*** Data shown

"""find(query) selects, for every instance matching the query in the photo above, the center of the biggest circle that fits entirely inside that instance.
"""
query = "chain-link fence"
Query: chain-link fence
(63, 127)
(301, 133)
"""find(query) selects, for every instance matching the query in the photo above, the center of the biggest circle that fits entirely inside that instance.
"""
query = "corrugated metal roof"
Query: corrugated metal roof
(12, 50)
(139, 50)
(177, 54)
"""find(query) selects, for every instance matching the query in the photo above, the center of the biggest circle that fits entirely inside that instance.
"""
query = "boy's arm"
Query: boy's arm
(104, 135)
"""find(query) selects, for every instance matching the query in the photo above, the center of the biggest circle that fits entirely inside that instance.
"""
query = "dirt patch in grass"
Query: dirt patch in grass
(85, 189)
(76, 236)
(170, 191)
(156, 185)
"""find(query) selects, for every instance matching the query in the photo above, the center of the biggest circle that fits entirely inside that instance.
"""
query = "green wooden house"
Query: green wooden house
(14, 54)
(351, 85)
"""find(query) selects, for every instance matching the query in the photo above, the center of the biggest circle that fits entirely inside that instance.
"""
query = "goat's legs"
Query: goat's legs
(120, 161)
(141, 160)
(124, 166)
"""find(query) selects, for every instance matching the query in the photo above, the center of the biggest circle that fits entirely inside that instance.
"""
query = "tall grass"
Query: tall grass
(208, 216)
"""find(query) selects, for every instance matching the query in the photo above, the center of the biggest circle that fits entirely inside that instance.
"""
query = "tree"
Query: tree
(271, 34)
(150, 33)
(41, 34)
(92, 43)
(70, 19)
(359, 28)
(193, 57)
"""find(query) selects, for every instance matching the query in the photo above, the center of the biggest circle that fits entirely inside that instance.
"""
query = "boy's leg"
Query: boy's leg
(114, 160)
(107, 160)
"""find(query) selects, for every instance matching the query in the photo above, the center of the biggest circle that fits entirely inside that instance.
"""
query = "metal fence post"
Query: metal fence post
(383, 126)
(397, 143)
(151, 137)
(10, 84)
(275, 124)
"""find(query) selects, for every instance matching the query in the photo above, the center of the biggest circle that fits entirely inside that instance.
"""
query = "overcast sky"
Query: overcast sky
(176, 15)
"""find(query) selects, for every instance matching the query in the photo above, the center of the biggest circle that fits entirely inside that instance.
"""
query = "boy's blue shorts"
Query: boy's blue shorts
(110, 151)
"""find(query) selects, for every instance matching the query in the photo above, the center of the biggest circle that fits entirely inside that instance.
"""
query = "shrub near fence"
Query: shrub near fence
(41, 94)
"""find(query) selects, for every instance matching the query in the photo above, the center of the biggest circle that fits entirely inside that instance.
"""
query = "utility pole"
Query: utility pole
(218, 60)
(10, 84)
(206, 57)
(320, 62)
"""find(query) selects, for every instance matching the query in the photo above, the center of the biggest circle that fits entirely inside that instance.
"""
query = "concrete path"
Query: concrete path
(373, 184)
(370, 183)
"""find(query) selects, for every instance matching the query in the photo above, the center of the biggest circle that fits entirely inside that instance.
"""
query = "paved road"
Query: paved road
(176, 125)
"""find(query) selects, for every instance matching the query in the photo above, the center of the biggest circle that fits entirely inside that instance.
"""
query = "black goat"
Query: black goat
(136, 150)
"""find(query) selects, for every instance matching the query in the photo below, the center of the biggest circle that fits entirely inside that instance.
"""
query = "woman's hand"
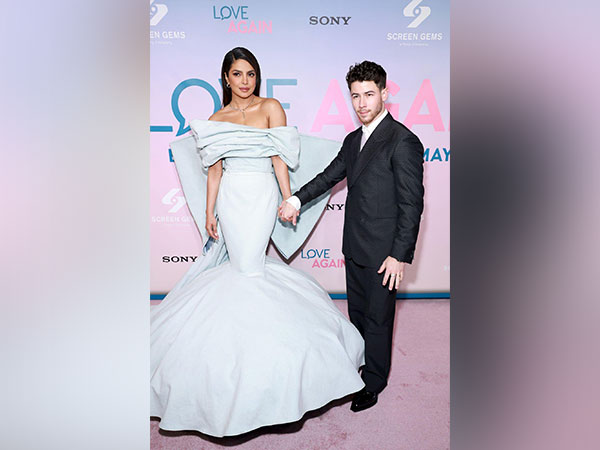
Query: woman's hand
(211, 226)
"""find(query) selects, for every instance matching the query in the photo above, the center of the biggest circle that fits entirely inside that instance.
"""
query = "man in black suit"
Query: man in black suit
(383, 163)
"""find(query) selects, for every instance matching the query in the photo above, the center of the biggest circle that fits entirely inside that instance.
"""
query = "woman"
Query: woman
(243, 340)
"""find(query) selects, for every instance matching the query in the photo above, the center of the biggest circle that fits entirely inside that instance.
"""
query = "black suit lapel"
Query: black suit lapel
(371, 148)
(353, 155)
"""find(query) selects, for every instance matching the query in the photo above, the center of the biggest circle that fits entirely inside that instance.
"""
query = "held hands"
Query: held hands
(394, 271)
(211, 226)
(287, 212)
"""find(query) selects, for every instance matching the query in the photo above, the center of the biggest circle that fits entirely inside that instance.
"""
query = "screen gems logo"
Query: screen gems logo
(175, 203)
(157, 12)
(421, 11)
(171, 198)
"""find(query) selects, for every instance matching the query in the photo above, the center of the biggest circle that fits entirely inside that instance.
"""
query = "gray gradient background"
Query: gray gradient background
(75, 234)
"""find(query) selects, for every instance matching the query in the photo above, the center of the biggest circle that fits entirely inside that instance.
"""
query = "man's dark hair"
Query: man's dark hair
(367, 71)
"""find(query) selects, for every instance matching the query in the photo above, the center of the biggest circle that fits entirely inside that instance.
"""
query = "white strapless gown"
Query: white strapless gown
(250, 342)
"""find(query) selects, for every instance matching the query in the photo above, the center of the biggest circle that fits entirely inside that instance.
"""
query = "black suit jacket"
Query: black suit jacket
(385, 192)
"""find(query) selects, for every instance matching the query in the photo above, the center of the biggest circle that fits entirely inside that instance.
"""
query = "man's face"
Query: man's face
(367, 100)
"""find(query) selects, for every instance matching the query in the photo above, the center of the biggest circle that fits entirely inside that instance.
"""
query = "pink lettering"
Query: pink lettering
(333, 96)
(393, 108)
(425, 96)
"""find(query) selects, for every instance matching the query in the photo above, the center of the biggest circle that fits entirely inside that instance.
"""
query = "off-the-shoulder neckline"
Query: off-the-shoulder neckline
(241, 125)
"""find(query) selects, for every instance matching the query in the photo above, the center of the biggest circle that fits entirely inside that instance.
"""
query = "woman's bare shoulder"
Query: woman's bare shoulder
(271, 105)
(218, 116)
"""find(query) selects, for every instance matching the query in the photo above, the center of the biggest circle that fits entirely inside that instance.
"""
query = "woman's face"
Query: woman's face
(241, 78)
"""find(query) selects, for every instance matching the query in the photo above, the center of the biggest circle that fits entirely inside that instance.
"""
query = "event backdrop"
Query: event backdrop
(304, 49)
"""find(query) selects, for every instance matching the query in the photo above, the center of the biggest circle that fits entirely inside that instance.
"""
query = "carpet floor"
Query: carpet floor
(412, 413)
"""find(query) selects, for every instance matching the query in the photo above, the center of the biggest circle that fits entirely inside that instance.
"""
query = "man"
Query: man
(383, 164)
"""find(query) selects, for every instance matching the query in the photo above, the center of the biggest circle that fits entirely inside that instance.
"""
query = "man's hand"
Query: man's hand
(287, 212)
(394, 271)
(211, 226)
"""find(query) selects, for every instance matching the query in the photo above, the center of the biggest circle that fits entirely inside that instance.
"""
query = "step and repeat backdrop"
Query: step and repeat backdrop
(304, 50)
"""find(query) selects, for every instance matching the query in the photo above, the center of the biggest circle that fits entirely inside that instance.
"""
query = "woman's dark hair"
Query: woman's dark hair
(367, 71)
(230, 57)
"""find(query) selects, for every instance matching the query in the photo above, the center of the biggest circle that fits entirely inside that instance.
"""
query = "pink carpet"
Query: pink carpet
(412, 413)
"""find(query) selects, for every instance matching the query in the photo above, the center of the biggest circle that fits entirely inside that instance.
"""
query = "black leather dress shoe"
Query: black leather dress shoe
(363, 399)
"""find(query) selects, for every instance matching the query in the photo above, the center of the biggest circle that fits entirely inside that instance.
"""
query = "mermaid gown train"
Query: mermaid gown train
(245, 341)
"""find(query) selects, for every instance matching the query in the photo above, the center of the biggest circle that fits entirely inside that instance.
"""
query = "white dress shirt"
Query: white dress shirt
(367, 131)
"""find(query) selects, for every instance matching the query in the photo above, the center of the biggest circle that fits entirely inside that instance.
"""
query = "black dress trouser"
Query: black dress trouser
(371, 308)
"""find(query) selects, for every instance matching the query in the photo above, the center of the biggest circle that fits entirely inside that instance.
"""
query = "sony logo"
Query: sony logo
(179, 258)
(329, 20)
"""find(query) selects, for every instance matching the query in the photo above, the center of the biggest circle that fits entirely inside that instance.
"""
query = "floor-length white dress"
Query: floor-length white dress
(251, 341)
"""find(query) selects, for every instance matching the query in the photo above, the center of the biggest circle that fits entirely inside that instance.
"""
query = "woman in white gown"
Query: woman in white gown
(243, 340)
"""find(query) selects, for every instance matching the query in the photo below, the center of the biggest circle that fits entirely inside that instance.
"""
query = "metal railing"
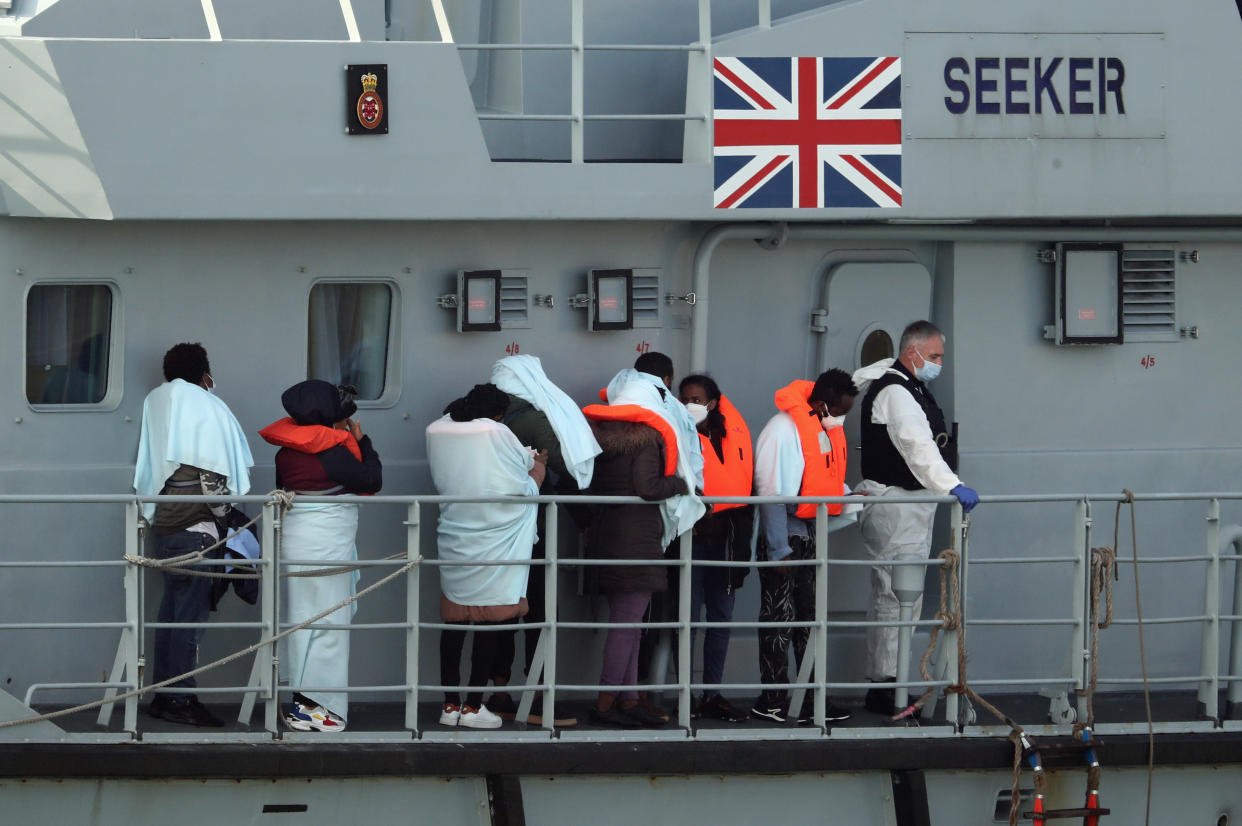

******

» Exercise directions: Identify every line in the listing above that contains the string "floor", and copy each of those lines. Matching is case-sensitive.

» Solution to the exercise:
query = "carpet floor"
Query: carpet floor
query = "floor-length white dress"
Query: floor-length white dress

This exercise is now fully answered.